## Brief 1
Repeat the records from the line holding "Target: green foliage" through the end of the records, both ends included, swapping "even-odd rule" for "odd-even rule" and leaving everything else unchanged.

## Document text

Germany, in contrast, produces more natural gas than Denmark -- an estimated 787 Bcf in 2002. Nearly all of Germany's natural gas production, however, is located onshore. Germany has only one offshore natural gas field () located in the German North Sea. Natural gas production from the field began in September 2000. The Deutsches Nordseekonsortium (German North Sea Consortium), comprising Wintershall (operator) (49.95%), BEB Erdgas und Erdöl (40.45%), RWE Dea (7.1%) and EWE (2.5%), operate the field. The field produces both natural gas and condensate, which are transported via two pipelines to a platform in the Dutch North Sea. From there, the condensate is loaded onto ships while the natural gas pipeline continues until it connects to the main Dutch offshore pipeline - NOGAT.
Natural Gas Infrastructure
The already substantial North Sea natural gas infrastructure continues to grow. The Netherlands and the UK have the most extensive pipeline networks in place, while Norwegian export routes connect its giant natural gas fields to the European Continent.

## Records to process
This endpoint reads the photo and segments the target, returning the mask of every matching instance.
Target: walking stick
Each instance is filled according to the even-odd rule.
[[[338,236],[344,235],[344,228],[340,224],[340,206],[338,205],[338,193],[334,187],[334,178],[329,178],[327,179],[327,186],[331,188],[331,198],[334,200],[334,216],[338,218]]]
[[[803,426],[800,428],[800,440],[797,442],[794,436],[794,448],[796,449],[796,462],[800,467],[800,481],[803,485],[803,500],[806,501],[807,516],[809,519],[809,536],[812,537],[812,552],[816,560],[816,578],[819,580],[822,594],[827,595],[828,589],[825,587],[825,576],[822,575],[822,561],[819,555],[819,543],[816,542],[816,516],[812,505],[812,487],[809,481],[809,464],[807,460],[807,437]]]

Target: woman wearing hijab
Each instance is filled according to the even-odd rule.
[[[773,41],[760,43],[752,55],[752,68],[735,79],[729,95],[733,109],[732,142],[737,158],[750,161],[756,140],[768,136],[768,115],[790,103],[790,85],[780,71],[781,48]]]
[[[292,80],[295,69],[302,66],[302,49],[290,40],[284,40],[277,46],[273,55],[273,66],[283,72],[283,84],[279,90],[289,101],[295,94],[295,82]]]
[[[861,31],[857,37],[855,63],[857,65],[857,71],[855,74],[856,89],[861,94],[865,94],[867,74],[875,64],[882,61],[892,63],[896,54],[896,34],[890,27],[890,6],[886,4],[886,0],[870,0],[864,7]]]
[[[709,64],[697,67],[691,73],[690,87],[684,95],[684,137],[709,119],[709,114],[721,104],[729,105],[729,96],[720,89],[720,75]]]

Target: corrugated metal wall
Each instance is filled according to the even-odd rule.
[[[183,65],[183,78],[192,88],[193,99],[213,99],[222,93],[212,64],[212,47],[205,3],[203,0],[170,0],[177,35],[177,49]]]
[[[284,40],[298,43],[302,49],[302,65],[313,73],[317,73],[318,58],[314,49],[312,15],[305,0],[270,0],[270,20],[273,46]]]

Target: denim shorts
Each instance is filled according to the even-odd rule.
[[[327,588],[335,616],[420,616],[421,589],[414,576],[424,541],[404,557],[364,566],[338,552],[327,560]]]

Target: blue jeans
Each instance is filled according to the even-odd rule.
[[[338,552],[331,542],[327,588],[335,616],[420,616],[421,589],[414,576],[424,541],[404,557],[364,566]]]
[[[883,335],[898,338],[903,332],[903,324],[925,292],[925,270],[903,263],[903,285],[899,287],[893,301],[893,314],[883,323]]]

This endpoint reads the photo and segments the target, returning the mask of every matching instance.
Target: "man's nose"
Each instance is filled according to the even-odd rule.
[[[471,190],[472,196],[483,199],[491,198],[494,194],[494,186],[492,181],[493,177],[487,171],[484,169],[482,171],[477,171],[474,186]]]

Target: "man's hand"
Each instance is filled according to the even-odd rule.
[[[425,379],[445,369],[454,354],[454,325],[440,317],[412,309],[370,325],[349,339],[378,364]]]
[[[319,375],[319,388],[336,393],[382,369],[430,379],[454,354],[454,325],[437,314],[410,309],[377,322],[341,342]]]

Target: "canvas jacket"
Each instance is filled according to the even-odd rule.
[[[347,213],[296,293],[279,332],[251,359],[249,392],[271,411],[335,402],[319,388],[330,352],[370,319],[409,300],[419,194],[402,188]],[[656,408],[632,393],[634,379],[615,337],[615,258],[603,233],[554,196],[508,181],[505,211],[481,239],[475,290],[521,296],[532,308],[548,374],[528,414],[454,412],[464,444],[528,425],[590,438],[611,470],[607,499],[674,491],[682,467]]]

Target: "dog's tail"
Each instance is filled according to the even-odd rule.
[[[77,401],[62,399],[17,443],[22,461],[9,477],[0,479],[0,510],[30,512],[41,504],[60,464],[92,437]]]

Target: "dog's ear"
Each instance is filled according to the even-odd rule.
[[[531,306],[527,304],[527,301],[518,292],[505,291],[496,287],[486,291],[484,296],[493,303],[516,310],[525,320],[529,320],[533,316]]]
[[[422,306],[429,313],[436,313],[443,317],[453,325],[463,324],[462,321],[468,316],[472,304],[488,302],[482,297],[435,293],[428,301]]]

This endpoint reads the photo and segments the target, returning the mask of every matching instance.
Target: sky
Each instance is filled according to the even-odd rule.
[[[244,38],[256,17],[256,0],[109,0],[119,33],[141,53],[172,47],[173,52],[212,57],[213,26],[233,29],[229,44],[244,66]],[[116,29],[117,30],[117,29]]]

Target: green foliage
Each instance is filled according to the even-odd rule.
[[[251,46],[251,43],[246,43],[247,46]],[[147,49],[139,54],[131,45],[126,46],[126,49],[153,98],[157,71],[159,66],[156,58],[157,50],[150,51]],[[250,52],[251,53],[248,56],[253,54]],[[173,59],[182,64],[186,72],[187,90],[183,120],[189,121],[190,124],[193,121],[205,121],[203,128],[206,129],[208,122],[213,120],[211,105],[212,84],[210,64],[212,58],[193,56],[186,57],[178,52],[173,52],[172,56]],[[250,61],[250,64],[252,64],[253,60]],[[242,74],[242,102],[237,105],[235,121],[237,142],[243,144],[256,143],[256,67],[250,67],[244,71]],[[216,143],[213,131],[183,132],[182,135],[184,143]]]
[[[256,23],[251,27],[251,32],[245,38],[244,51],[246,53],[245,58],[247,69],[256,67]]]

## Brief 2
Recast the paragraph of the natural gas text that begins "Germany, in contrast" as a short bulleted list that keeps its main facts.

## Task response 1
Target: green foliage
Each instance is filled according to the odd-even rule.
[[[251,46],[251,43],[246,43],[247,46]],[[147,49],[139,54],[131,45],[126,46],[126,49],[153,98],[157,71],[159,66],[156,58],[157,50],[150,51]],[[250,52],[251,53],[248,56],[253,54]],[[173,59],[182,64],[186,72],[187,90],[183,120],[189,121],[190,124],[193,121],[205,121],[203,128],[206,129],[208,122],[213,120],[211,105],[212,84],[210,64],[212,58],[193,56],[186,57],[178,52],[173,52],[172,56]],[[250,61],[250,64],[252,64],[253,60]],[[242,74],[242,102],[237,105],[235,121],[237,142],[243,144],[256,143],[256,67],[250,67],[244,71]],[[216,143],[213,131],[183,132],[182,135],[184,143]]]
[[[256,23],[251,27],[251,32],[245,38],[244,51],[246,53],[245,58],[247,69],[256,67]]]

## Task response 2
- Germany produced an estimated 787 Bcf of natural gas in 2002, more than Denmark.
- Nearly all of Germany's natural gas production is onshore.
- Germany has only one offshore natural gas field, located in the German North Sea. Production there began in September 2000.
- The German North Sea Consortium operates the field. Its members are Wintershall (operator, 49.95%), BEB Erdgas und Erdöl (40.45%), RWE Dea (7.1%) and EWE (2.5%).
- The field produces natural gas and condensate. Two pipelines carry both to a platform in the Dutch North Sea.
- From that platform, the condensate is loaded onto ships. The gas pipeline continues until it joins NOGAT, the main Dutch offshore pipeline.